*DATASET ROWS:*
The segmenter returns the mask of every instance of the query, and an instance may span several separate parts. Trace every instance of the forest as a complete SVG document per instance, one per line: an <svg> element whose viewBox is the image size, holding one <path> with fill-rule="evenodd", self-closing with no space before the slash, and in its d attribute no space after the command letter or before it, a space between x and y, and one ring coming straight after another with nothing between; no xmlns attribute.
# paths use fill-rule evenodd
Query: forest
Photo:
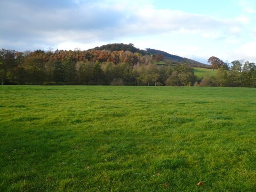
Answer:
<svg viewBox="0 0 256 192"><path fill-rule="evenodd" d="M53 51L49 48L21 52L2 49L0 77L2 85L256 87L254 63L240 60L228 64L212 56L208 65L176 56L173 56L177 60L170 60L164 54L156 53L167 53L147 50L132 44L110 44L83 51ZM215 75L206 74L199 78L194 74L194 67L218 71Z"/></svg>

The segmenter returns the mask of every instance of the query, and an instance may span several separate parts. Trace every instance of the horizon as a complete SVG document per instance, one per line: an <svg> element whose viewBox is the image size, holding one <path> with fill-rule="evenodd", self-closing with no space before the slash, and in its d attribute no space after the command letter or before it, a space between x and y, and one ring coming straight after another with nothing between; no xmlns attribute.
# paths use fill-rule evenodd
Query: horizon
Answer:
<svg viewBox="0 0 256 192"><path fill-rule="evenodd" d="M256 0L18 0L0 2L2 48L88 50L112 43L207 64L256 61Z"/></svg>

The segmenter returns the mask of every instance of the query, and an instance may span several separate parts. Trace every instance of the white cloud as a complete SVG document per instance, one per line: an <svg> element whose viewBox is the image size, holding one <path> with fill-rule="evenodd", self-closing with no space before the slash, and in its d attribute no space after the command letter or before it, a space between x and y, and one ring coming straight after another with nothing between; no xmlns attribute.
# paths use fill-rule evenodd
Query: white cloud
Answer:
<svg viewBox="0 0 256 192"><path fill-rule="evenodd" d="M246 13L254 14L256 13L256 1L255 0L240 0L239 5Z"/></svg>

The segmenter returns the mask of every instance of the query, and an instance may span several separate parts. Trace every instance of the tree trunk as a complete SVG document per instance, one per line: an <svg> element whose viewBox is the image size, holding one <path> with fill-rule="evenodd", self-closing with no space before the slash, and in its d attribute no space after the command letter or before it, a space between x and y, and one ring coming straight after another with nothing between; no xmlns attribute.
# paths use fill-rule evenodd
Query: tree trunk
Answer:
<svg viewBox="0 0 256 192"><path fill-rule="evenodd" d="M5 74L3 74L3 78L2 80L2 85L4 85L5 83Z"/></svg>

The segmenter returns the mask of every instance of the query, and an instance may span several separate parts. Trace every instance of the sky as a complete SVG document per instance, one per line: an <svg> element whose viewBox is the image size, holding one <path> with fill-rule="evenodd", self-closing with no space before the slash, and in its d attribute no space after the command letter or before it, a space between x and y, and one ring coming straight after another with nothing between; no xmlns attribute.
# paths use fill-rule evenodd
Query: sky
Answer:
<svg viewBox="0 0 256 192"><path fill-rule="evenodd" d="M0 48L132 43L206 63L256 62L256 0L0 0Z"/></svg>

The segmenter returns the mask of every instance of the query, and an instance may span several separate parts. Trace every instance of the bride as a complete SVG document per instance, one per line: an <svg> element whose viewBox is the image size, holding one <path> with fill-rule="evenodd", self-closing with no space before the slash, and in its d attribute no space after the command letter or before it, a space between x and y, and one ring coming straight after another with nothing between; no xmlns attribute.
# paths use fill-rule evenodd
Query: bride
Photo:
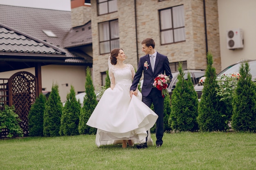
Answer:
<svg viewBox="0 0 256 170"><path fill-rule="evenodd" d="M126 148L127 142L133 146L146 142L146 137L148 145L153 145L150 129L158 116L141 102L139 91L131 99L130 88L135 71L131 65L123 63L125 59L122 49L111 51L108 61L110 88L105 91L86 124L97 128L95 143L98 147L122 144L122 148Z"/></svg>

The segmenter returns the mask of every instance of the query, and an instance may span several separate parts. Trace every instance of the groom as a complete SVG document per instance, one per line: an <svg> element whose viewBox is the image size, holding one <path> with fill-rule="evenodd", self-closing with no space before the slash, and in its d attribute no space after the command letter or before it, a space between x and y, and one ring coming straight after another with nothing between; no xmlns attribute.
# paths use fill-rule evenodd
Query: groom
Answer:
<svg viewBox="0 0 256 170"><path fill-rule="evenodd" d="M161 91L153 87L153 83L155 78L159 74L165 73L166 75L169 76L171 81L173 76L169 65L168 58L166 56L158 53L155 49L155 43L154 40L151 38L146 38L142 41L141 45L142 51L145 53L146 55L139 59L137 72L130 87L130 94L131 97L132 95L137 95L138 84L143 72L144 80L141 88L142 102L149 108L153 103L155 112L158 115L156 121L156 144L157 148L160 148L163 144L162 138L164 135L164 98L162 95ZM169 85L168 84L168 86ZM146 137L146 143L137 145L137 148L147 148L147 139L148 138Z"/></svg>

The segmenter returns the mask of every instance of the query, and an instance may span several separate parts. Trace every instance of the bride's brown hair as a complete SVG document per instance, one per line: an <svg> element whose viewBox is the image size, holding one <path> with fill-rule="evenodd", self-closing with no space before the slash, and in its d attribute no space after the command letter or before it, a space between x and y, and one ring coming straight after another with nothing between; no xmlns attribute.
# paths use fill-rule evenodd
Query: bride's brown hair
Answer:
<svg viewBox="0 0 256 170"><path fill-rule="evenodd" d="M116 65L117 64L117 57L118 56L118 54L119 53L119 51L120 50L124 51L122 49L114 49L111 51L110 53L110 62L112 64Z"/></svg>

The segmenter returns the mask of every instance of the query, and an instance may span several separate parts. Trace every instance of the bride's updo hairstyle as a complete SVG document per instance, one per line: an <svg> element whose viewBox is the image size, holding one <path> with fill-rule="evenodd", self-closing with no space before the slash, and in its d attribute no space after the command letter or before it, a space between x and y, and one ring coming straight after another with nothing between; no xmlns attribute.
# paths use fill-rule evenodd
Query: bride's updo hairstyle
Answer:
<svg viewBox="0 0 256 170"><path fill-rule="evenodd" d="M112 65L116 65L117 61L117 57L119 54L120 50L123 50L121 49L114 49L110 53L110 62Z"/></svg>

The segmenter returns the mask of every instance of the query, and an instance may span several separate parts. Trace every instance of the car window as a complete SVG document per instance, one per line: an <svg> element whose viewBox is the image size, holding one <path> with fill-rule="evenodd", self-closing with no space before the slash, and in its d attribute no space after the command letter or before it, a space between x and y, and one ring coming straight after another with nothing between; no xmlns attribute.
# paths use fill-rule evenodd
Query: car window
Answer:
<svg viewBox="0 0 256 170"><path fill-rule="evenodd" d="M199 80L204 75L204 73L194 73L195 77L195 78L196 82L193 82L194 84L196 84L198 83ZM193 82L193 81L192 81Z"/></svg>
<svg viewBox="0 0 256 170"><path fill-rule="evenodd" d="M193 76L191 73L190 73L190 77L191 77L191 79L192 82L193 82ZM173 87L172 87L173 88L174 88L174 87L175 87L175 86L176 86L176 84L177 84L177 82L178 81L177 78L178 78L178 77L177 76L176 78L176 79L174 80L174 82L173 82ZM185 79L185 80L187 80L188 79L188 73L184 73L184 79Z"/></svg>
<svg viewBox="0 0 256 170"><path fill-rule="evenodd" d="M249 62L249 63L251 74L252 76L256 75L256 61L252 61ZM229 66L218 74L218 75L220 75L223 74L229 75L235 72L239 72L239 67L241 63L238 63L233 66Z"/></svg>

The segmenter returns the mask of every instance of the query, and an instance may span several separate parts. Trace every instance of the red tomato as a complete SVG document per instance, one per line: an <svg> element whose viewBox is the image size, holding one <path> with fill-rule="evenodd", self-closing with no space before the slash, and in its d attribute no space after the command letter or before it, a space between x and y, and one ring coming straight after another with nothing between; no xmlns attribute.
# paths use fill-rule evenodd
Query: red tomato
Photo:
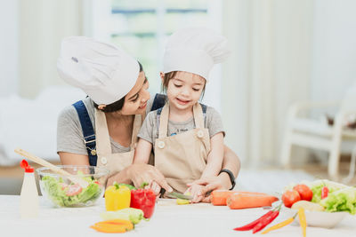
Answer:
<svg viewBox="0 0 356 237"><path fill-rule="evenodd" d="M312 191L306 185L297 185L293 189L299 193L302 200L312 201Z"/></svg>
<svg viewBox="0 0 356 237"><path fill-rule="evenodd" d="M65 183L60 183L60 186L61 186L61 190L64 190L64 189L66 189L66 187L68 187L68 185Z"/></svg>
<svg viewBox="0 0 356 237"><path fill-rule="evenodd" d="M288 190L286 191L283 195L282 195L282 201L284 205L287 208L292 207L292 205L300 201L300 195L299 193L296 192L295 190Z"/></svg>
<svg viewBox="0 0 356 237"><path fill-rule="evenodd" d="M68 186L68 190L66 191L67 196L74 196L77 195L82 192L82 186L78 184L71 185Z"/></svg>

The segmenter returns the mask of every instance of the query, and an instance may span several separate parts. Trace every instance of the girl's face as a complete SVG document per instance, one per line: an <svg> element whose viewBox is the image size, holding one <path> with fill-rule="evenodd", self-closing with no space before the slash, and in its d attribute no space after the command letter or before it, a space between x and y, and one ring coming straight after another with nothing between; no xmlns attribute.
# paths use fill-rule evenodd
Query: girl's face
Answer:
<svg viewBox="0 0 356 237"><path fill-rule="evenodd" d="M163 78L165 75L161 74ZM190 109L201 96L206 79L196 74L177 72L174 77L169 80L166 89L170 106L177 109Z"/></svg>
<svg viewBox="0 0 356 237"><path fill-rule="evenodd" d="M125 95L121 114L125 115L142 115L146 111L147 100L150 99L149 81L143 71L140 72L136 83Z"/></svg>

*SET EXERCISE:* Begin at the line that contains "instance of the sky" and stop after the line that contains "148L127 142L133 146L146". Recast only those lines of the records as a numbered list, dropping blank lines and leaving the pictures out.

*THE OUTPUT:*
1. The segmenter returns the mask of every instance of the query, and an instance may span several separate parts. Trace every instance of the sky as a complete SVG document per instance, one per line: an <svg> element whose viewBox is the image size, holding one <path> with fill-rule="evenodd", self-closing with no space before the slash, and in its d attribute no space after the command letter or before it, a space between x and y, and one ring coming straight after another with nothing between; no xmlns attribute.
2. # paths use fill-rule evenodd
3. Query: sky
4. Answer:
5. <svg viewBox="0 0 256 192"><path fill-rule="evenodd" d="M0 48L132 43L206 63L256 62L256 0L0 0Z"/></svg>
6. The segmenter returns the mask of every instance of the query, and an instance may span several separate parts. Trace every instance of the bride as a complete SVG document per instance, one per line: an <svg> element whose viewBox is the image size, holding one <path> with fill-rule="evenodd", self-closing with no space before the slash, and in its d attribute no space after the command letter or before it, a space between x and y, and one ring coming straight after another with nothing between; no xmlns attribute.
7. # paths use fill-rule evenodd
8. Query: bride
9. Photo:
10. Answer:
11. <svg viewBox="0 0 256 170"><path fill-rule="evenodd" d="M126 148L127 142L133 146L146 142L146 137L148 145L153 145L150 129L158 116L141 102L139 91L131 99L130 88L135 71L131 65L123 63L125 59L122 49L111 51L108 61L110 88L105 91L86 124L97 128L95 143L98 147L122 144L122 148Z"/></svg>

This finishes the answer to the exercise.